Rows for identifying positions:
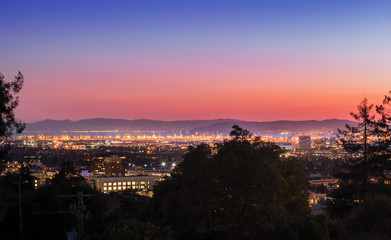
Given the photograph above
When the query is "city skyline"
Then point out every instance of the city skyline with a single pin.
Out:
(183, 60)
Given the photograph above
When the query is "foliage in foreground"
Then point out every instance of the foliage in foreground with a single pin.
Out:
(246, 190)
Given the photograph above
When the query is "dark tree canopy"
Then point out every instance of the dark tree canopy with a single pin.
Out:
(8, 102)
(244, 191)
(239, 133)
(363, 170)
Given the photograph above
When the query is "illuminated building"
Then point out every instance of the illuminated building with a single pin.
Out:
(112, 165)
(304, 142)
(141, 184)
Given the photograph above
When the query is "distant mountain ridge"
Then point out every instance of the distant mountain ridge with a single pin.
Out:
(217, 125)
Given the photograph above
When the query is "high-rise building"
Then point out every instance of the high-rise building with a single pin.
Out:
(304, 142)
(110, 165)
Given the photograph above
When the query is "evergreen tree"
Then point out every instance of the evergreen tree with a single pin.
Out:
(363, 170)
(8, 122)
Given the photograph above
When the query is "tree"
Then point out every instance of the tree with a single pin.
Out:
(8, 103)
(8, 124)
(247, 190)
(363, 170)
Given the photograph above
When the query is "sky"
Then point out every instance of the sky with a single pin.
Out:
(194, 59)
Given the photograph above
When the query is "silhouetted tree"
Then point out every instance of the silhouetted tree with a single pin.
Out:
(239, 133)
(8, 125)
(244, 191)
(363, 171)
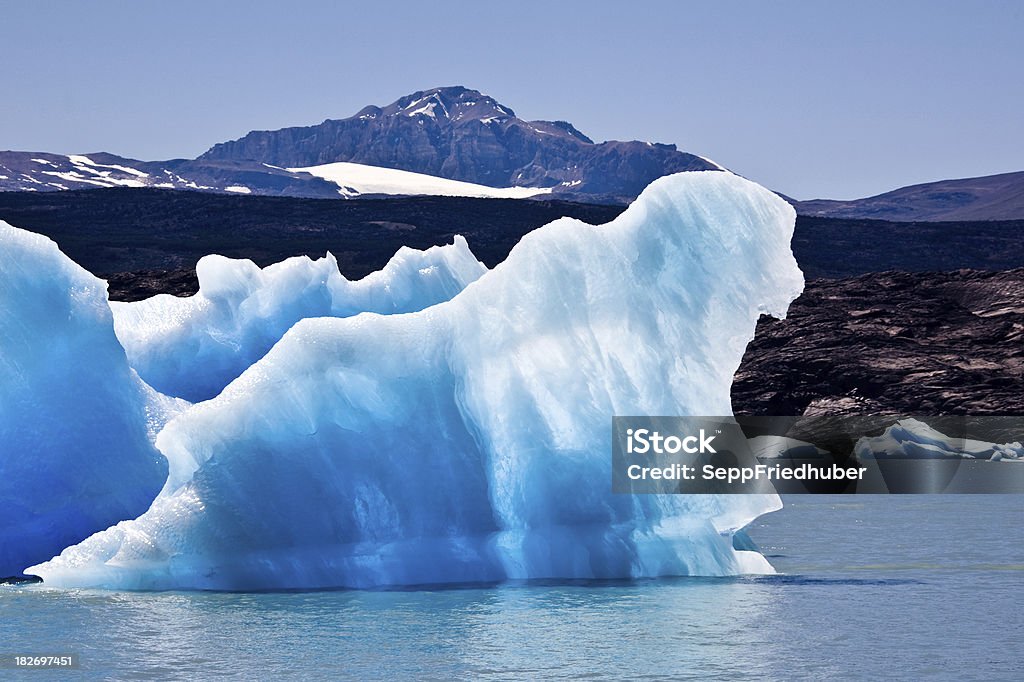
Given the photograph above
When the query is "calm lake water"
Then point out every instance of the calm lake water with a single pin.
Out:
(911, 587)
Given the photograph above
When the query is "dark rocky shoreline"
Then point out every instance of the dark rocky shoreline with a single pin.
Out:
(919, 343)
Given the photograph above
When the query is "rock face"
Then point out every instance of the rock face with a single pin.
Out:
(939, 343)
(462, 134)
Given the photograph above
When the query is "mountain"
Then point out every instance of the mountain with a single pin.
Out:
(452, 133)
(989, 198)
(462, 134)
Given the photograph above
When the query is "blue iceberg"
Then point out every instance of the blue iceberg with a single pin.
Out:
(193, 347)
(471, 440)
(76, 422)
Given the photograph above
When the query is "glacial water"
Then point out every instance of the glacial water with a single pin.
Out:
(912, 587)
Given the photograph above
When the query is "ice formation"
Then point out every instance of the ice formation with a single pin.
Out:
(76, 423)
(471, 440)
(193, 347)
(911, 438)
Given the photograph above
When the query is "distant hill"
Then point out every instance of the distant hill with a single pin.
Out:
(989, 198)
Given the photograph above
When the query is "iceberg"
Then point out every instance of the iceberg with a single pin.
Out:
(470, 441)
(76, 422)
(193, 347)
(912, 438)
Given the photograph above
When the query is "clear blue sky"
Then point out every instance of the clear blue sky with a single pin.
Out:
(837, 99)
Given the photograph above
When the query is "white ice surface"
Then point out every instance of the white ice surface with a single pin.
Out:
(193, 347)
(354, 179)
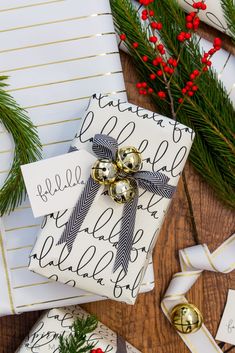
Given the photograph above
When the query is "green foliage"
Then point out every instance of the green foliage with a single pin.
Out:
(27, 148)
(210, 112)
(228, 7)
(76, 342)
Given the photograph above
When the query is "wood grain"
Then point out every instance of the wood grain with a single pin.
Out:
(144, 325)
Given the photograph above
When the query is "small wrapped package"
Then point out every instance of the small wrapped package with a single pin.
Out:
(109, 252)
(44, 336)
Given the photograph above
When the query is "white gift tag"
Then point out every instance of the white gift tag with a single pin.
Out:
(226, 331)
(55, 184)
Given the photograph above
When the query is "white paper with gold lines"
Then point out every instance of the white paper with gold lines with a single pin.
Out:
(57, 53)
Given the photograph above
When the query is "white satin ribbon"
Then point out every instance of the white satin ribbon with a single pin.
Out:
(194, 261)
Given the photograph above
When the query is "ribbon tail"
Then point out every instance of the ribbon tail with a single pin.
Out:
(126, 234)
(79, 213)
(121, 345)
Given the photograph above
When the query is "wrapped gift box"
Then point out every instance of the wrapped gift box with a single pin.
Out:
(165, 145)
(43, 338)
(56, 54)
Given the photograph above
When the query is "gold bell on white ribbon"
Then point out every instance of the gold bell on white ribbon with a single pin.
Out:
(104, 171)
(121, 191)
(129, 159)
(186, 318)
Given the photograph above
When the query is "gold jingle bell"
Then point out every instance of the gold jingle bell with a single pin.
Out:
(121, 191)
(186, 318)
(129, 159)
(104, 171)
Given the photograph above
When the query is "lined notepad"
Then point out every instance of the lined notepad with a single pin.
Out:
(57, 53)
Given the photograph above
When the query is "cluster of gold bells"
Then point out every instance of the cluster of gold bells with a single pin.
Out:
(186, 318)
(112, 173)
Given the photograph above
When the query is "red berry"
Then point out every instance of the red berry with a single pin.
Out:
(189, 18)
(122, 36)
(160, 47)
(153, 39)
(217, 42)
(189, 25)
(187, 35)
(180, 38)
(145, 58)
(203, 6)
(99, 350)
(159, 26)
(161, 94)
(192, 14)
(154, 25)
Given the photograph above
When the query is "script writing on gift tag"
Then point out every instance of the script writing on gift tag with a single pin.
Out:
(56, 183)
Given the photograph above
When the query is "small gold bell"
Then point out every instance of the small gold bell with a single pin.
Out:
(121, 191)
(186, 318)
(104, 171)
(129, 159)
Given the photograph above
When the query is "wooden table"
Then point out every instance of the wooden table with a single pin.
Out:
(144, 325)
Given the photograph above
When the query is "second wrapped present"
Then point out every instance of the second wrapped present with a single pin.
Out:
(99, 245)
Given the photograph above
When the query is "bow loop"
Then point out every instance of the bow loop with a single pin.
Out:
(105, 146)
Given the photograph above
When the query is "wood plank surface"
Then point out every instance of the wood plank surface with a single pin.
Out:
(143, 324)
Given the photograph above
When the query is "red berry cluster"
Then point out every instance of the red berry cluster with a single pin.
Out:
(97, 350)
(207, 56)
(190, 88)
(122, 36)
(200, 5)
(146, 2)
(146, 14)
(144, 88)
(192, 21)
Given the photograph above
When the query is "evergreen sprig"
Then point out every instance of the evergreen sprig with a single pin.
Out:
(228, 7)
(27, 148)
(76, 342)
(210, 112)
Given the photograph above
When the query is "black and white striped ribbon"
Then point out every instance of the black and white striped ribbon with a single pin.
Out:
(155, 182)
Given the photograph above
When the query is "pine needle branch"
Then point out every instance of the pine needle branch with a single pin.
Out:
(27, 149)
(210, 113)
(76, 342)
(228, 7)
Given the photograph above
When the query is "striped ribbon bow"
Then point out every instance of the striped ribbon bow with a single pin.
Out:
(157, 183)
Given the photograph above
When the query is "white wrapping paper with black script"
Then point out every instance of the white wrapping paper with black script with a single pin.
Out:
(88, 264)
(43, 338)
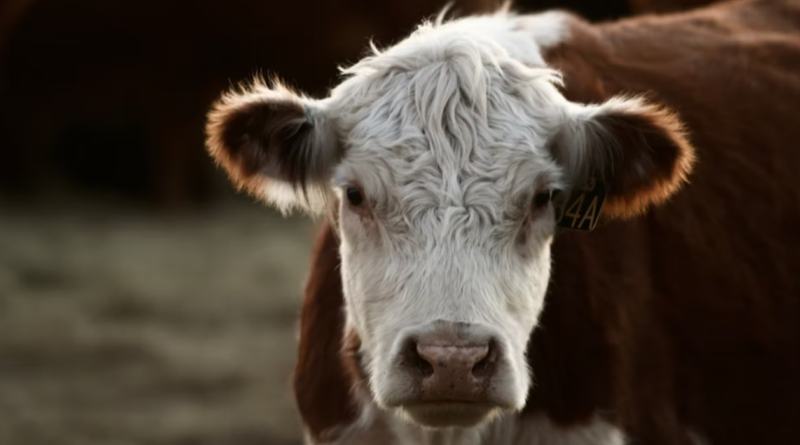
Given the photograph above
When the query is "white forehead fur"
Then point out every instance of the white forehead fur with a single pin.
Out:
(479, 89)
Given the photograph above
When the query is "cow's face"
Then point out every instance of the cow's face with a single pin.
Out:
...
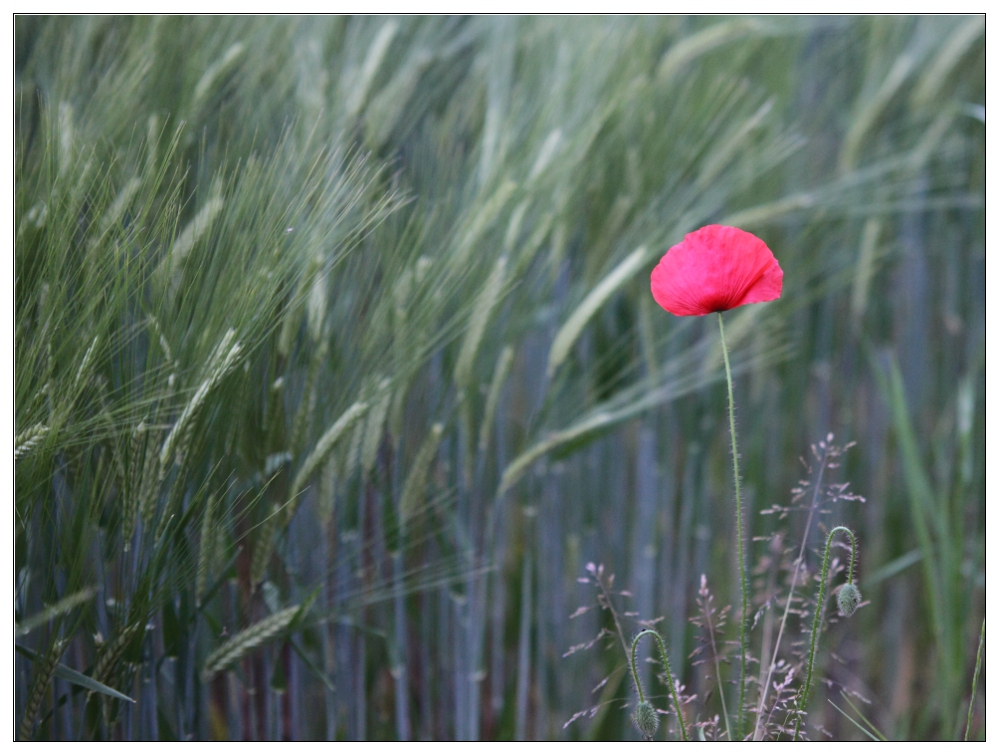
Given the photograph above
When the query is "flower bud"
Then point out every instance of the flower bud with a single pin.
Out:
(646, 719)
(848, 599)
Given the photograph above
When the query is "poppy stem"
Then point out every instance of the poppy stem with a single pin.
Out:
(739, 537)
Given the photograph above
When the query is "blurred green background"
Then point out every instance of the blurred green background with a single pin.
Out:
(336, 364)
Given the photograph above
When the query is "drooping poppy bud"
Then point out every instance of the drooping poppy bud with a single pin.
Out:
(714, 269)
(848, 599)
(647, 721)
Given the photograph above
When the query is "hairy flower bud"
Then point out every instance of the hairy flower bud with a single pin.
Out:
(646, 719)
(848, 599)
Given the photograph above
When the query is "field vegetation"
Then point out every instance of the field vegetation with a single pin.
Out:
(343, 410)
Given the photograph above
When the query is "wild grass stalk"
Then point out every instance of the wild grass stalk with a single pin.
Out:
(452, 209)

▸ **Stated exercise**
Which rows above contain the string "berry"? Locate each one and copy it out in full, treating uppercase and lowercase as different.

▸ **Correct response**
When the query is "red berry"
Then point out every instance of the red berry with a single pin.
When the query is "red berry cluster"
Then point out every instance of the red berry cluster with a single pin.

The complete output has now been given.